[TEXTE PROPOSÉ]
◆ ◆ ◆ ◆

Les annonces fracassantes du début de l’année (Danone, Marks et Spencer, AOM…) ont donné le coup d’envoi à une série ininterrompue de plans de suppressions d’emplois. Il fallait un certain toupet aux cinquante-six grands patrons qui, fin octobre, ont signé un manifeste réclamant l’assouplissement des conditions de licenciement. L’avalanche actuelle de plans dits « sociaux » n’est guère entravée par de quelconques dispositions légales, et ne le sera pas davantage l’an prochain, lorsque la loi socialiste sur la « modernisation sociale » sera entrée en vigueur.

L’ampleur de la vague actuelle de suppressions d’emplois est difficile à évaluer, en premier lieu parce qu’elle ne prend pas toujours la forme de plans sociaux dûment déclarés. L’emploi précaire (intérim, contrats à durée déterminée et autres contrats d’apprentissage, etc.) a représenté de l’ordre de 50 % des emplois nouveaux apparus en Europe aux cours des 3 années de croissance écoulées, et la France ne fait pas exception à la règle.

◆ ◆ ◆ ◆

[DONNÉES FOURNIES]
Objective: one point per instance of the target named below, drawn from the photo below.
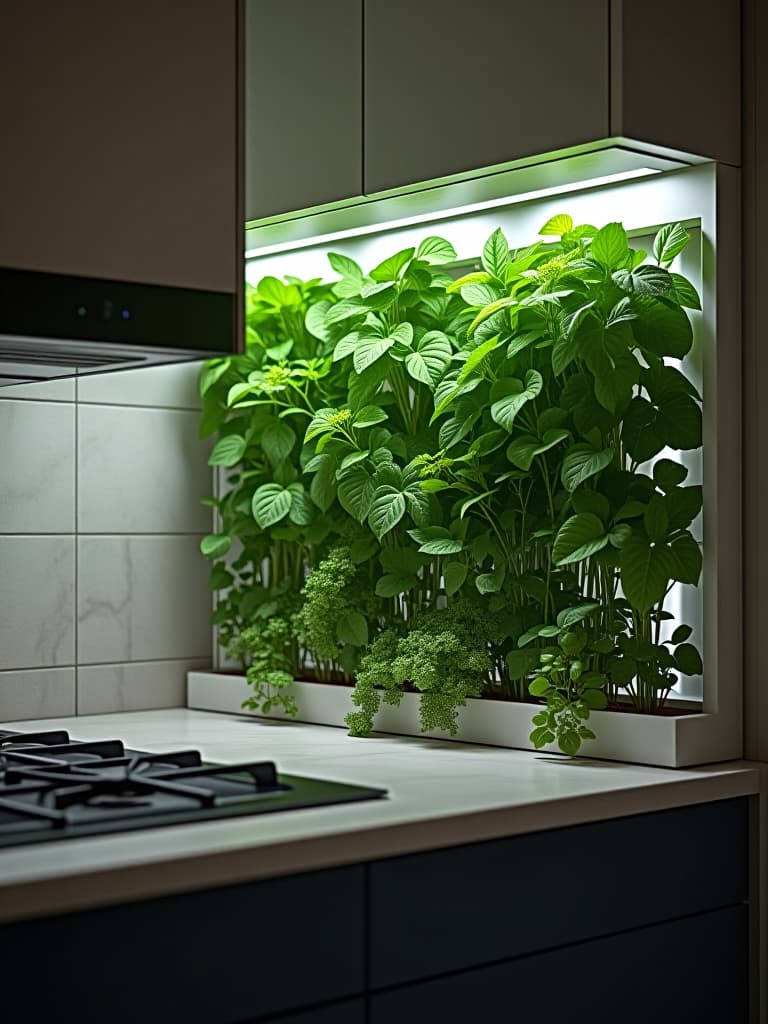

◆ ◆ ◆ ◆

[CONSIGNE] Dans le texte sur les suppressions d'emplois, recopiez sans aucune modification le passage allant de « L’ampleur de la » jusqu'à « à la règle. ».

[CORRIGÉ]
L’ampleur de la vague actuelle de suppressions d’emplois est difficile à évaluer, en premier lieu parce qu’elle ne prend pas toujours la forme de plans sociaux dûment déclarés. L’emploi précaire (intérim, contrats à durée déterminée et autres contrats d’apprentissage, etc.) a représenté de l’ordre de 50 % des emplois nouveaux apparus en Europe aux cours des 3 années de croissance écoulées, et la France ne fait pas exception à la règle.